Esercizio assegnato 1:
Rispondi a queste domande sull'estratto sul costruttivismo:
(a) Quale critico riflette l'esigenza di fare dell'arte uno strumento di trasformazione del modo di vivere?
(b) In che anno Tatlin si prefigge di «far scendere l'arte dal proprio piedistallo»?
(c) Come si chiama il famoso prototipo di Tatlin citato nell'estratto?

Estratto:
++++++++
In quello stesso anno il critico Nikolaj Punin riflette l’esigenza di fare dell’arte uno strumento di trasformazione del modo di vivere, annullando la sua separazione dall’industria. Sembra insomma venuto il tempo in cui gli artisti escano dai loro studi e collaborino con ingegneri, scienziati e amministratori per lavorare insieme alla riorganizzazione della vita. In questa prima fase si gettano le basi ideologiche per un tipo di espressione legata ai processi di produzione. Agli inizi degli anni venti il gruppo dei costruttivisti sembra dominare ideologicamente la scena pubblica. Il suprematismo di Malévitch, in fondo, non rinuncerà mai all’autonomia sacrale dell’arte, ma i costruttivisti sono programmaticamente pronti ad alienare l’arte nella materia per farla riemergere in una percezione nuova del mondo. Già nel 1914 Tatlin si prefigge di «far scendere l’arte dal proprio piedistallo», utilizzando dei materiali industriali e aprendo l’opera allo spazio. Spazio che diventerà insieme estetico e politico con il suo famoso prototipo di Monumento alla III Internazionale (1919-’20).
++++++++
Righe riportate:
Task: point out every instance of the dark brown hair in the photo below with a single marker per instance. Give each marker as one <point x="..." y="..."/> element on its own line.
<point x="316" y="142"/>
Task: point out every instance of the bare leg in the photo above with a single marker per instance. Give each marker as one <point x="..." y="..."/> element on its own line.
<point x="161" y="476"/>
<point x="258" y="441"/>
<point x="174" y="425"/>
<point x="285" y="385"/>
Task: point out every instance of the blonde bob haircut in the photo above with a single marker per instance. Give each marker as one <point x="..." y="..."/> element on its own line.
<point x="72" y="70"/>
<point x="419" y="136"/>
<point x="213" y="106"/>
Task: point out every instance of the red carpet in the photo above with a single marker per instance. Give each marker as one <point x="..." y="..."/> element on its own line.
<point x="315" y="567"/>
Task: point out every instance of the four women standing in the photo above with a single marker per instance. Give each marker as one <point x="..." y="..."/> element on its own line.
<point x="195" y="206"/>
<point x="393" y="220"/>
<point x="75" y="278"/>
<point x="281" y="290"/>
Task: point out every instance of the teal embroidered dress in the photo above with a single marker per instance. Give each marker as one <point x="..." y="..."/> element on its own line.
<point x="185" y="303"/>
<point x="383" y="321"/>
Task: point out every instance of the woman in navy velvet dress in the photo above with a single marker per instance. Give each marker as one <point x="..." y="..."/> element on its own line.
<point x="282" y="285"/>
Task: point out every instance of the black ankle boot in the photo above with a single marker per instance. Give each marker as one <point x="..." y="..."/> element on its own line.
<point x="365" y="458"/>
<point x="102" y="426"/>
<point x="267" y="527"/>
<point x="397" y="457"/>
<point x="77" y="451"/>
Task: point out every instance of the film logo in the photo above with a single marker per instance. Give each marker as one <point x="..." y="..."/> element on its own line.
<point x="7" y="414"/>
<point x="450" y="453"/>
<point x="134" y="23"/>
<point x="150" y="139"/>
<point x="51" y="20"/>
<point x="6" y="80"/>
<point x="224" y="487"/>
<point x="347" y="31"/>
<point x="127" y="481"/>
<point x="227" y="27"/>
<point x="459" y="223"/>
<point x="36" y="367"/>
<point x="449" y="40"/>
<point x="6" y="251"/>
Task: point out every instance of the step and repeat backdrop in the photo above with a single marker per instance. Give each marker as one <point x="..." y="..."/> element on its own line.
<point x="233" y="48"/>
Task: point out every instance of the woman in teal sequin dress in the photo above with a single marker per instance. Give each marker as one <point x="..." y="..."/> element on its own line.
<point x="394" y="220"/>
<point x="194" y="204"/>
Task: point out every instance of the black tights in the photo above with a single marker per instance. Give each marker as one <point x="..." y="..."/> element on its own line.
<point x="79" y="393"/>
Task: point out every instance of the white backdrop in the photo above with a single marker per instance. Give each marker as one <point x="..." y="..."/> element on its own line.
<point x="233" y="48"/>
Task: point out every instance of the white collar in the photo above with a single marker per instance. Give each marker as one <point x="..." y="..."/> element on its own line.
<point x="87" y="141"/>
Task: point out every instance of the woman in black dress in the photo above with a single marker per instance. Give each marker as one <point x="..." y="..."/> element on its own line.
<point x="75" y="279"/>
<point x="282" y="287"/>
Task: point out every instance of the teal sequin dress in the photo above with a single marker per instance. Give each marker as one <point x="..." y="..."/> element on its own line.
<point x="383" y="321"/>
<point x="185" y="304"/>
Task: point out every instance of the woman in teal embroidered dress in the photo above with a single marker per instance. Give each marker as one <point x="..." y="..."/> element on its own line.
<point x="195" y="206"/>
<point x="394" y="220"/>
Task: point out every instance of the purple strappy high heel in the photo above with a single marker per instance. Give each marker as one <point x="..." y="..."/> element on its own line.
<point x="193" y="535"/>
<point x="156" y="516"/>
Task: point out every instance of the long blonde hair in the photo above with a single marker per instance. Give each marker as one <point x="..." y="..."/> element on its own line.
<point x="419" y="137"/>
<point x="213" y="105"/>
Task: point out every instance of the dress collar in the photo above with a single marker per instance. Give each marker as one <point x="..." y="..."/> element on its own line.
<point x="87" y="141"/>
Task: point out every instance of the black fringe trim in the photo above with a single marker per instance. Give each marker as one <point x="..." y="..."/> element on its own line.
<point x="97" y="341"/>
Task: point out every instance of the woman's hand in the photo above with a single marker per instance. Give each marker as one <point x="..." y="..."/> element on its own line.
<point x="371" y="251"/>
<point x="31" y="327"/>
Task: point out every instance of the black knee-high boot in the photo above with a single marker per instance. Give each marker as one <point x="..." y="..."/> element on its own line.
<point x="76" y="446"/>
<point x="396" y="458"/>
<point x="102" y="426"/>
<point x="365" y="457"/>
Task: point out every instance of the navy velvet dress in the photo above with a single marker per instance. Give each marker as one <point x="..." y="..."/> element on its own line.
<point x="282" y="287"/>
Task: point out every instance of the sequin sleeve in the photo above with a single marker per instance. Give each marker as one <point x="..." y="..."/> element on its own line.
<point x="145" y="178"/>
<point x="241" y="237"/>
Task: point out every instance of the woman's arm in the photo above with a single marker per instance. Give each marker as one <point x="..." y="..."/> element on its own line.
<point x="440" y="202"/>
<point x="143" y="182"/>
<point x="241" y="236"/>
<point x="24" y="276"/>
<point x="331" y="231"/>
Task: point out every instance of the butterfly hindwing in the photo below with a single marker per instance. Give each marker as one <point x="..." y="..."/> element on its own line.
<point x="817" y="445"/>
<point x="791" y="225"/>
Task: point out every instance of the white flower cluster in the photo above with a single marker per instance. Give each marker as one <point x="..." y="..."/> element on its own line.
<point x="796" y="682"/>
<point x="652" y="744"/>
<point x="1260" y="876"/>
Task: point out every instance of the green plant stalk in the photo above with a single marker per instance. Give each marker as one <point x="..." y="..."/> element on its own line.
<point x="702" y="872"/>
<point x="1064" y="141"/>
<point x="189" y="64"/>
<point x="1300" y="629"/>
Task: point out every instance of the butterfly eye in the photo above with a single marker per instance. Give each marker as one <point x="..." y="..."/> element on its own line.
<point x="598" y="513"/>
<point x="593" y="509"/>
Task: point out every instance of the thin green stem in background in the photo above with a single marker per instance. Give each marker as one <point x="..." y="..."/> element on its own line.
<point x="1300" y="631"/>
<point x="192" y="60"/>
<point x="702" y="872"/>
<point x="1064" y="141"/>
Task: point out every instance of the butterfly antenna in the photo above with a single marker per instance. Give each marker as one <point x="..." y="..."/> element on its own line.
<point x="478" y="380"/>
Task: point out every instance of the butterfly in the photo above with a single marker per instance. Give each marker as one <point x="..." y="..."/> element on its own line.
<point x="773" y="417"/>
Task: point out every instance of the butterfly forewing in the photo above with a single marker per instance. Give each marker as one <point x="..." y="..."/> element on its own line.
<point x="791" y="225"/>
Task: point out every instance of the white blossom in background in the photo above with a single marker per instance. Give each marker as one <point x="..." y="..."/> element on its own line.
++++++++
Esercizio assegnato 2: Riscrivi le righe partendo da quella che contiene "Task: point out every instance of the butterfly forewing" e terminando con l'ultima riga, entrambe comprese, con le richieste. Scala per 2,45 ogni coordinata delle risposte e arrotonda all'intero, con le metà per eccesso.

Risposta completa 1:
(a) Nikolaj Punin.
(b) Nel 1914.
(c) Monumento alla III Internazionale (1919-'20).

Risposta completa 2:
Task: point out every instance of the butterfly forewing in the photo above with a single marker per instance. Give each marker as one <point x="..." y="..."/> element on its own line.
<point x="1938" y="551"/>
Task: point out every instance of the white blossom in background in the photo above with a single marker per instance. Give each marker as one <point x="..." y="..."/> element on its own line.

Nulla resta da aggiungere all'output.